Document passage:
□ □ □ □ □ □ □

Venture funds slimming down

By Jim Hopkins
USA Today

SAN FRANCISCO — For the first time since 1970, venture capitalists are returning more money to investors than they are taking in.

Thirty venture capital funds raised $1.8 billion in the second quarter to invest in young companies. But seven funds returned $2.7 billion to investors, according to the National Venture Capital Association. Why? They can't generate even enough profits to offset the management fees paid by investors.

That's a huge change from the late-1990s, when investors in venture capital funds earned an average of 54 percent a year during the tech boom. And it doesn't bode well for the shaky economy, because venture capital firms, who invest for institutions and wealthy individuals, fuel startups that create jobs.

NVCA President Mark Heesen said the big kickback might have been a one-time event. The firms returning money had billion-dollar funds. Most firms have smaller funds, and can better manage them to avoid returning money.

Accel Partners, whose investments have included RealNetworks and Veritas, returned $950 million of a $1.4 billion fund raised two years ago.

The Silicon Valley firm realized it would take five or more years to invest the money in new enterprises — longer than the four-year timetable promised when the fund was created, said Alan Austin, general partner and chief operating officer.

Charles River Ventures returned $750 million, leaving it with $450 million. Many investors were relieved to get their money back, said general partner Ted Dintersmith.

□ □ □ □ □ □ □

Written instruction 1:
Reproduce the venture funds article from "By Jim Hopkins" up to and including "that create jobs.", swapping "venture capitalists" for "venture investors".
Written instruction 2:
According to the venture funds article, how much money did Accel Partners return to investors?
Written instruction 3:
Resume the venture funds article, picking up right after its last sentence.

□ □ □ □ □ □ □

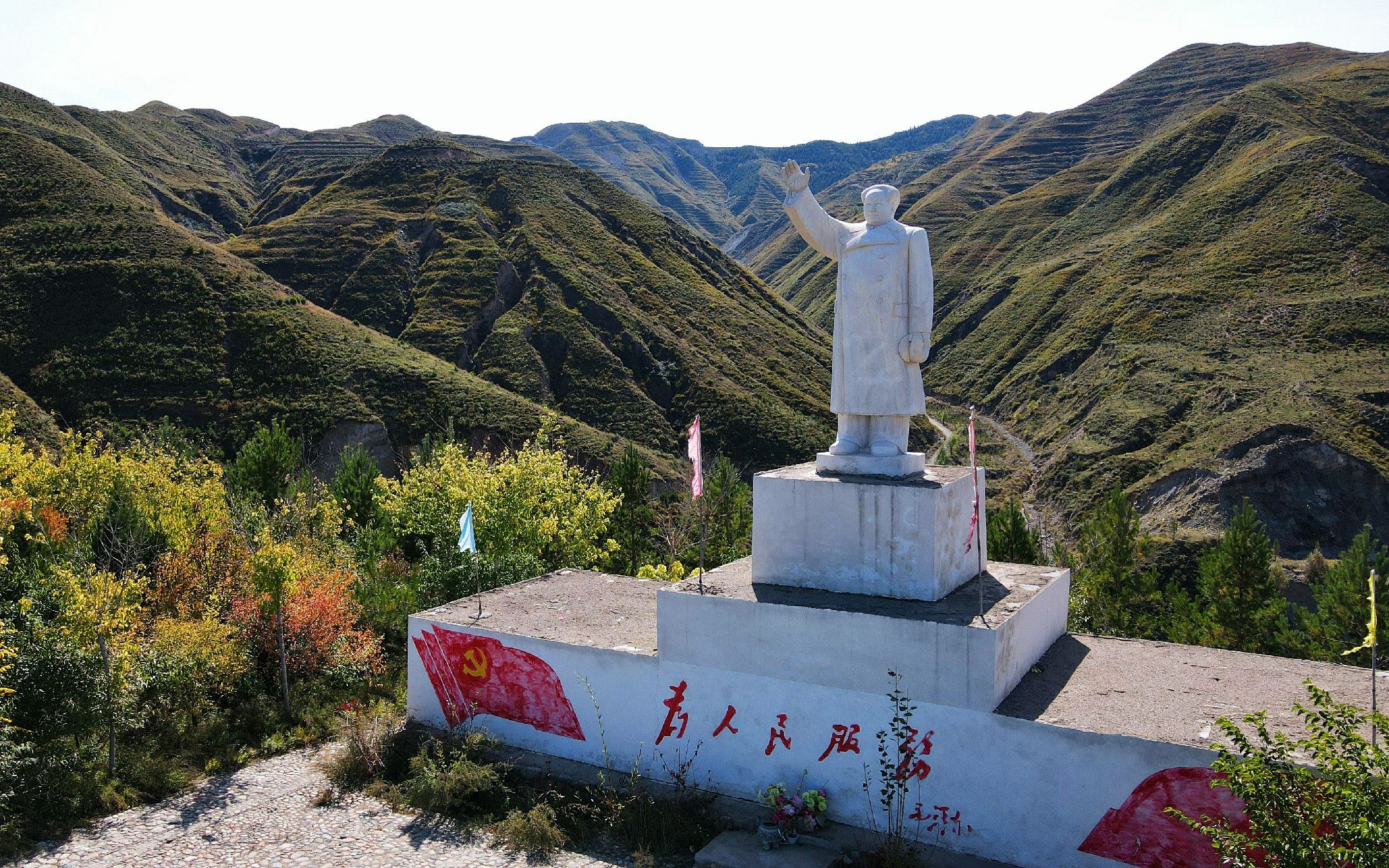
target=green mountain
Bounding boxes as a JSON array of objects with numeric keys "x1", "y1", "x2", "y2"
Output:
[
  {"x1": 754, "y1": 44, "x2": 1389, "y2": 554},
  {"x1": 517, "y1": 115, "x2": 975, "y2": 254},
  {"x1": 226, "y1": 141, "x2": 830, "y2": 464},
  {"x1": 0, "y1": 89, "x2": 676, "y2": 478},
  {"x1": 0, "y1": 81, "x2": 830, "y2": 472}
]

□ □ □ □ □ □ □

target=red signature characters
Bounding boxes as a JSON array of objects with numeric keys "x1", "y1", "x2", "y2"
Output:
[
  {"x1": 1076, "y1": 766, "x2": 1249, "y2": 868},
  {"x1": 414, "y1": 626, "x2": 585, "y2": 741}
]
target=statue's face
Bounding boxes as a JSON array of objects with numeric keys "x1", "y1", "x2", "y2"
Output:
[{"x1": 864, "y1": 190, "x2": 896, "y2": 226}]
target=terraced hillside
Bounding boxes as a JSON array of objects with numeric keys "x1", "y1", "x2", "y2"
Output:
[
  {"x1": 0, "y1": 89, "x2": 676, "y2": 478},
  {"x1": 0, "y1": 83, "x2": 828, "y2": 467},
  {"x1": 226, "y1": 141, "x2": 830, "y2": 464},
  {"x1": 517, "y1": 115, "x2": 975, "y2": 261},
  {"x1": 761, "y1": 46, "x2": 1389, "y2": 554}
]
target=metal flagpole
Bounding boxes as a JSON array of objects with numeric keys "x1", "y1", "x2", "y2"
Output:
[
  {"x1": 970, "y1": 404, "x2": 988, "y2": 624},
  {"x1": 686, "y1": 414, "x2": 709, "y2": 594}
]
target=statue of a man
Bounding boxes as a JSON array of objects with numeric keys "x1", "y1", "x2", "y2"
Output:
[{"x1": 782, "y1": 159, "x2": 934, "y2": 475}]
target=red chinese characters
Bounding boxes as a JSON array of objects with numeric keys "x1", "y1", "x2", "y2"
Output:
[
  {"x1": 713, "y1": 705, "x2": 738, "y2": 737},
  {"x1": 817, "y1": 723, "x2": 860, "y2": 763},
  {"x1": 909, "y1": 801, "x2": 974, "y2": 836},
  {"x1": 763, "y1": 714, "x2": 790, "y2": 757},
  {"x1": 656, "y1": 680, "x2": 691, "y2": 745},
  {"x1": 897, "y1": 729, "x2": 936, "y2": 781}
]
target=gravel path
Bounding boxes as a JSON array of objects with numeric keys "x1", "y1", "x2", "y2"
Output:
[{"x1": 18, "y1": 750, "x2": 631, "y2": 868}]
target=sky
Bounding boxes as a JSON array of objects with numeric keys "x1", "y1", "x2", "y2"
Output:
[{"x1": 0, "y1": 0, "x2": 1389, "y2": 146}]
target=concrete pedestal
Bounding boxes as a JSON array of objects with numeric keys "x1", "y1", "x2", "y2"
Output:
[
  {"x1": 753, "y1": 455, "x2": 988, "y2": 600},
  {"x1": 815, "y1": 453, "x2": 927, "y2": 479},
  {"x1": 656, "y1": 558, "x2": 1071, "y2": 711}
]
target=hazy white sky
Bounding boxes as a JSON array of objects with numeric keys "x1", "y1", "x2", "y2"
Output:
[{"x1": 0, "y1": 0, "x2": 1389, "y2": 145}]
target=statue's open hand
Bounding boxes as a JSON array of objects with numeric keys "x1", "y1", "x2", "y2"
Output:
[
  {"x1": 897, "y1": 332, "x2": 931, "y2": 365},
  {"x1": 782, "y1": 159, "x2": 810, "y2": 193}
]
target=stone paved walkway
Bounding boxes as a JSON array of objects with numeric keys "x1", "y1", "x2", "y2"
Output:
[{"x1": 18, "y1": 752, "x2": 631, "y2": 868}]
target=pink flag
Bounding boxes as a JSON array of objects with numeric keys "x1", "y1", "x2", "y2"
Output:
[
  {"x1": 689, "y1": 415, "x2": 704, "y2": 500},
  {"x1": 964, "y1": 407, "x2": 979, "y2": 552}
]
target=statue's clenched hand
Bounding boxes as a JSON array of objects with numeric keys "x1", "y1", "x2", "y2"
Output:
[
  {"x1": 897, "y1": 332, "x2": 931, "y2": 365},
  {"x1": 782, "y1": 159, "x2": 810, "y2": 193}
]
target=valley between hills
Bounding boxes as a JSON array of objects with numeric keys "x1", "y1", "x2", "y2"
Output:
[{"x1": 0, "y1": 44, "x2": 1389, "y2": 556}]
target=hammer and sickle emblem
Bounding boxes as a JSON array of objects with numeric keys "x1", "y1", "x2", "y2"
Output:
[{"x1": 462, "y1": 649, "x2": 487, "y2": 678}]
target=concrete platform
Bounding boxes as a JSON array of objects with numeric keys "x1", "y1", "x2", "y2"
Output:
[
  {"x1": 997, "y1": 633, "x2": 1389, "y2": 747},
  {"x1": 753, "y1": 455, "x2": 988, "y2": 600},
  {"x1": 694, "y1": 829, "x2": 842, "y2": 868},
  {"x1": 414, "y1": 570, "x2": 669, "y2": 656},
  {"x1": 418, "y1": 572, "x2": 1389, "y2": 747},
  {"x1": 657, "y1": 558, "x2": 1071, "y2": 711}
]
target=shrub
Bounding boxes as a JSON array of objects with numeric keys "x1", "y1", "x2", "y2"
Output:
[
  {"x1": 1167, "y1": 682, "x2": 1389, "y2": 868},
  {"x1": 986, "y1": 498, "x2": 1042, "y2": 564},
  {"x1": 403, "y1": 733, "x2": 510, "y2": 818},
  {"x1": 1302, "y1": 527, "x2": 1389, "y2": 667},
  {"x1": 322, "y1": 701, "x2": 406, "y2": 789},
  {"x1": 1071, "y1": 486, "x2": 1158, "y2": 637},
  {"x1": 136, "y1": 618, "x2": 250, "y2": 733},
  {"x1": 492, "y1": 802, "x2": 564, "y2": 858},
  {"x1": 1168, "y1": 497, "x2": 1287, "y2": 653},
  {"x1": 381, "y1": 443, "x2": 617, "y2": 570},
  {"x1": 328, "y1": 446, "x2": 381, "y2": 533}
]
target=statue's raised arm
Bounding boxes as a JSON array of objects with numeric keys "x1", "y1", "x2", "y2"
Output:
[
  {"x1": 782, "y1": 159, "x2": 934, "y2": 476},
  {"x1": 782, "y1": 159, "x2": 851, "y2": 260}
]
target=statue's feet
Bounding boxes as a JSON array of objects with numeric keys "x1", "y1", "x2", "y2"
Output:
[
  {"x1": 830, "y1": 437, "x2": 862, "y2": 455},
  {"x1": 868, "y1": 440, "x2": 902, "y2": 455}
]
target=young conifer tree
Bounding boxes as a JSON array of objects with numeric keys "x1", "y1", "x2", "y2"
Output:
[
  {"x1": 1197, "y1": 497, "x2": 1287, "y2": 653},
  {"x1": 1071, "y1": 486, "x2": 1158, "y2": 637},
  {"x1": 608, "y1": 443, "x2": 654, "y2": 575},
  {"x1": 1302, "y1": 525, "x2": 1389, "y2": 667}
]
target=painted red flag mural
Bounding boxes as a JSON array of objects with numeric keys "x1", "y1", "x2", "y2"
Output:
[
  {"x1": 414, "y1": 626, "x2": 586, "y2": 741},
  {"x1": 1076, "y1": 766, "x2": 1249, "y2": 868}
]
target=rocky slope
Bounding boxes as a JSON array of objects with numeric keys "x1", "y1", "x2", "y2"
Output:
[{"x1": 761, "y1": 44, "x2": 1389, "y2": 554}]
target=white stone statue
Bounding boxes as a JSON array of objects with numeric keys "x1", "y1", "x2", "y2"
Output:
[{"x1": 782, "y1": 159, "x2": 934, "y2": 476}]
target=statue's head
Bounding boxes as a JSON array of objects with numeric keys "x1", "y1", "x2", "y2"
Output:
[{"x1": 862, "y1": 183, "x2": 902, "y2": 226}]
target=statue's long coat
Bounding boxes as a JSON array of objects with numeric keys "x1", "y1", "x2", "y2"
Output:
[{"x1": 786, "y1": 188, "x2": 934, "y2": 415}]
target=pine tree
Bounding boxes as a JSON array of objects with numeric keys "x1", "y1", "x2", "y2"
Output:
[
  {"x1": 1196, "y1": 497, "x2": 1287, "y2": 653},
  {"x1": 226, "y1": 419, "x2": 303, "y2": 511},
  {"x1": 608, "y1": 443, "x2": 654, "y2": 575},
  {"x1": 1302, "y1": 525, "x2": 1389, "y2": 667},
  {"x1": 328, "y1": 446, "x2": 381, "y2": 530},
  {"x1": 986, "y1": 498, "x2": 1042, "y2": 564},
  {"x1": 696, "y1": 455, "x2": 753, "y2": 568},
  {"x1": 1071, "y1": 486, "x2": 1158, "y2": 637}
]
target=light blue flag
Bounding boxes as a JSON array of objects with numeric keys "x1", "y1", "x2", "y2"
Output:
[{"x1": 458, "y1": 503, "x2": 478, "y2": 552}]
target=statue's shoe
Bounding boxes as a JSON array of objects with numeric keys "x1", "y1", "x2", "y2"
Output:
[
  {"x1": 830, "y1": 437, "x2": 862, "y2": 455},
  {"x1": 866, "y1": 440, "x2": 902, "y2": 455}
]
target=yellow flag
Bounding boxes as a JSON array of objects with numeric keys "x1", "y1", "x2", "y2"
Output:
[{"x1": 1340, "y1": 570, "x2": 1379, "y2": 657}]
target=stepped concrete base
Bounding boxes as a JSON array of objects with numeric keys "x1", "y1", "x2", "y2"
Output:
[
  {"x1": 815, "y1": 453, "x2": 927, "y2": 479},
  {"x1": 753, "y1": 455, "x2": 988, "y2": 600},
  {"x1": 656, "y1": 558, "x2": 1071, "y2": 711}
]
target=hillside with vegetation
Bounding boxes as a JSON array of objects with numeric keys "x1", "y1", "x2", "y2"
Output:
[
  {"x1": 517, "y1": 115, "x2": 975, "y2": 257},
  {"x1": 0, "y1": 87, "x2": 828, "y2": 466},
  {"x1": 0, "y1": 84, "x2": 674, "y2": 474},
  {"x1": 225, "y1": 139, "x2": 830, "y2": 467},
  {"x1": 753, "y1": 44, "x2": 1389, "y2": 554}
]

□ □ □ □ □ □ □

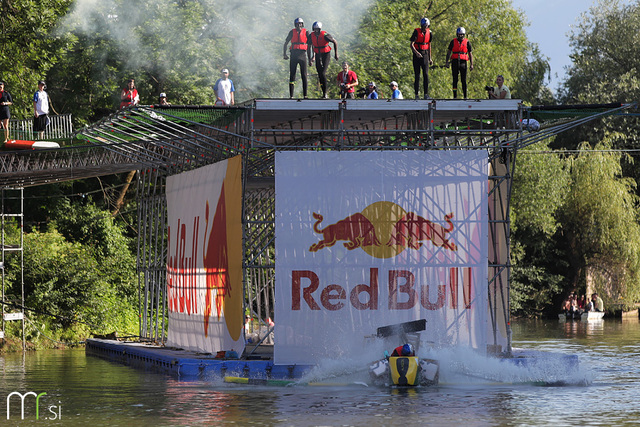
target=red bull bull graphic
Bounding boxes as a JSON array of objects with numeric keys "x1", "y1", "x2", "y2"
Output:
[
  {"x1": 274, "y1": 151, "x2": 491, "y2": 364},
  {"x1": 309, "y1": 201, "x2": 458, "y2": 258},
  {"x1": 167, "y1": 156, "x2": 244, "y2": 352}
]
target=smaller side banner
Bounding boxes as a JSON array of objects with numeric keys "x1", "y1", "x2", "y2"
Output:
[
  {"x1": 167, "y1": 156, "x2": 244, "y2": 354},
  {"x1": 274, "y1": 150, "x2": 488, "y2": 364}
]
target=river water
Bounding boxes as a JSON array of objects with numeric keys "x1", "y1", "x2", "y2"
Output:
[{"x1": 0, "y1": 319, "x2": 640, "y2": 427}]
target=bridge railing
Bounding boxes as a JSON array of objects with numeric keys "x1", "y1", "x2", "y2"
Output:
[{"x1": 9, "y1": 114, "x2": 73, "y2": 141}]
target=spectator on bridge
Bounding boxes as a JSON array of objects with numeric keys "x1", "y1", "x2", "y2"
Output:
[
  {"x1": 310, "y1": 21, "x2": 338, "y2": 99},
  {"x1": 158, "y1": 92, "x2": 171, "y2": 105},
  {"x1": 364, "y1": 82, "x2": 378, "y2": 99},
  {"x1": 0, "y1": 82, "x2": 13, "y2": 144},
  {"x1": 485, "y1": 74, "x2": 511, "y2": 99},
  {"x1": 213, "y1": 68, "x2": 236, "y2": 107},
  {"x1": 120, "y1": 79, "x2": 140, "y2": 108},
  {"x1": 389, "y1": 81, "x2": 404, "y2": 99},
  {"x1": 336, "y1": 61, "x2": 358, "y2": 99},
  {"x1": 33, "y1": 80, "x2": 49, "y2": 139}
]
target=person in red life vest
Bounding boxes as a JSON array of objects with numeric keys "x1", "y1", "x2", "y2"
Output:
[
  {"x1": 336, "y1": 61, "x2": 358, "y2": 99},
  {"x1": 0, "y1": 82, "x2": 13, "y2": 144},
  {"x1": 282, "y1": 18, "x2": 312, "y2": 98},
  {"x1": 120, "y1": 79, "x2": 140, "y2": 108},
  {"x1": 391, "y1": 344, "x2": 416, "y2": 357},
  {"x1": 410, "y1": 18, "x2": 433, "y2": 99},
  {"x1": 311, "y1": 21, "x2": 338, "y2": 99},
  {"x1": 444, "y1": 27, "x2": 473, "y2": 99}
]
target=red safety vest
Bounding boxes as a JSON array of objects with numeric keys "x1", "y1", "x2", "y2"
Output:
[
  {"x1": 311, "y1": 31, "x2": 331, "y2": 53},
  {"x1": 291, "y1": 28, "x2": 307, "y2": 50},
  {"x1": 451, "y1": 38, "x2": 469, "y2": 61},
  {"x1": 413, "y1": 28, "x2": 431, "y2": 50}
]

□ □ □ □ □ □ □

Exercise result 1:
By Jim Hopkins
USA Today

SAN FRANCISCO — For the first time since 1970, venture investors are returning more money to investors than they are taking in.

Thirty venture capital funds raised $1.8 billion in the second quarter to invest in young companies. But seven funds returned $2.7 billion to investors, according to the National Venture Capital Association. Why? They can't generate even enough profits to offset the management fees paid by investors.

That's a huge change from the late-1990s, when investors in venture capital funds earned an average of 54 percent a year during the tech boom. And it doesn't bode well for the shaky economy, because venture capital firms, who invest for institutions and wealthy individuals, fuel startups that create jobs.

Exercise result 2:
$950 million of a $1.4 billion fund

Exercise result 3:
As at other firms, some investors worried that Charles River might feel pressured to make ultimately bad investments in startups, Dintersmith said.

Another cause for relief: Venture capital investors won't have to pay annual management fees of 2 to 3 percent — as much as $15,000 on a $500,000 investment — whether or not money is being pumped into startups.

By acting conservatively, venture firms stand a better chance of keeping investors happy — and more likely to invest again when the startup market rebounds, said Gary Stroy, managing director at Walden International, which returned about 20 percent of a nearly $1 billion fund raised a year ago.

Venture capital firms still have nearly $100 billion in uninvested capital. At their current pace, they'll invest $20 billion by year's end, the NVCA says. Much of it will go toward keeping alive ventures that the funders had hoped to take public.

The initial public offering market has nearly collapsed. There have been 56 IPOs this year, compared with 302 in the first seven months of 2000, when the dot-com frenzy was peaking, according to IPO.com.